Collected data entries

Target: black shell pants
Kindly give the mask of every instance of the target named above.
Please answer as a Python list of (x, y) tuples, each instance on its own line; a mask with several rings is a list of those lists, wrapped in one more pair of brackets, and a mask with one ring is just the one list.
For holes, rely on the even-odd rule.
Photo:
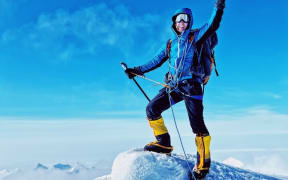
[[(195, 134), (209, 134), (203, 119), (202, 86), (196, 81), (185, 80), (178, 88), (170, 92), (172, 105), (184, 100), (188, 112), (190, 126)], [(196, 98), (195, 98), (196, 97)], [(170, 107), (169, 96), (166, 88), (159, 91), (147, 105), (146, 114), (148, 119), (157, 120), (161, 113)]]

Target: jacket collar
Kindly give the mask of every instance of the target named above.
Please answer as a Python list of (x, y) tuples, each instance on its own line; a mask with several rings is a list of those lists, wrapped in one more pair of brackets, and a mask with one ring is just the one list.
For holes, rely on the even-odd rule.
[(183, 31), (181, 34), (177, 34), (176, 33), (176, 30), (174, 29), (174, 27), (172, 26), (171, 27), (171, 30), (172, 30), (172, 37), (173, 39), (176, 39), (176, 38), (180, 38), (181, 40), (185, 40), (188, 38), (188, 35), (189, 35), (189, 32), (190, 32), (190, 28), (186, 29), (185, 31)]

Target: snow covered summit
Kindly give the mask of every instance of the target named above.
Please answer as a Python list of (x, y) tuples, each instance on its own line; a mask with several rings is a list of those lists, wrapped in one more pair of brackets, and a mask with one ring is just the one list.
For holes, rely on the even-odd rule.
[[(190, 167), (193, 168), (195, 156), (188, 155)], [(110, 175), (95, 180), (188, 180), (188, 165), (184, 156), (144, 152), (134, 149), (120, 153), (114, 160)], [(255, 172), (231, 167), (212, 161), (206, 180), (277, 180), (277, 178)]]

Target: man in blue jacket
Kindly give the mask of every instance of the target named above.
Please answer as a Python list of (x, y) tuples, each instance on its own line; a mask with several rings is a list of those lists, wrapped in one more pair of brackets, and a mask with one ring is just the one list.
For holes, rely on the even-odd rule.
[(224, 7), (225, 0), (216, 0), (216, 7), (210, 21), (197, 30), (192, 30), (192, 11), (189, 8), (179, 9), (172, 16), (173, 35), (169, 41), (169, 48), (167, 44), (150, 62), (126, 70), (129, 78), (133, 78), (135, 74), (143, 75), (160, 67), (165, 61), (169, 61), (171, 89), (161, 89), (147, 105), (147, 119), (156, 141), (147, 144), (144, 150), (167, 154), (172, 152), (170, 135), (161, 113), (171, 105), (184, 100), (191, 128), (196, 134), (197, 164), (193, 170), (198, 178), (205, 177), (209, 172), (211, 137), (203, 119), (201, 85), (206, 83), (207, 79), (203, 80), (203, 74), (199, 70), (201, 68), (195, 65), (195, 57), (201, 51), (201, 45), (218, 29)]

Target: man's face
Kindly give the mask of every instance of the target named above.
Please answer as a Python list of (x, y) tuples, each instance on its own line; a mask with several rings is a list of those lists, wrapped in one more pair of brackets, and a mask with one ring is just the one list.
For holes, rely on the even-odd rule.
[(184, 21), (180, 21), (180, 22), (176, 22), (176, 30), (179, 33), (182, 33), (183, 31), (185, 31), (185, 29), (187, 28), (188, 23), (184, 22)]
[(185, 31), (188, 26), (189, 17), (187, 14), (179, 14), (175, 19), (176, 30), (179, 33)]

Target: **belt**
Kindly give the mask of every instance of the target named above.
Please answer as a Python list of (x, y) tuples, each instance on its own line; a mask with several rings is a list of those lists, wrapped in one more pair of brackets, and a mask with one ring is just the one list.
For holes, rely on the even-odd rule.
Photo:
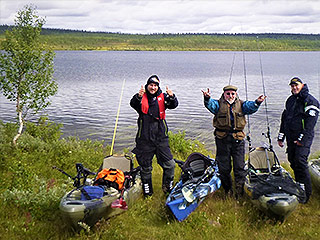
[(227, 129), (219, 129), (219, 128), (216, 128), (216, 131), (219, 131), (219, 132), (226, 132), (226, 133), (237, 133), (237, 132), (242, 132), (242, 130), (227, 130)]

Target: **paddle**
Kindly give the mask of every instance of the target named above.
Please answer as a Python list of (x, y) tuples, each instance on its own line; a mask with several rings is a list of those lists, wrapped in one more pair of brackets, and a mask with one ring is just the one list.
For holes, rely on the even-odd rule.
[(187, 202), (193, 202), (196, 199), (196, 196), (194, 195), (194, 191), (197, 189), (197, 187), (212, 173), (214, 172), (214, 168), (212, 166), (209, 166), (202, 177), (196, 182), (196, 183), (189, 183), (182, 187), (182, 195), (187, 200)]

- WHAT YOU NEED TO DO
What are the lines of the data above that include the string "jacket"? Copy them.

- EXERCISE SOLUTION
Target: jacket collar
Target: man in blue jacket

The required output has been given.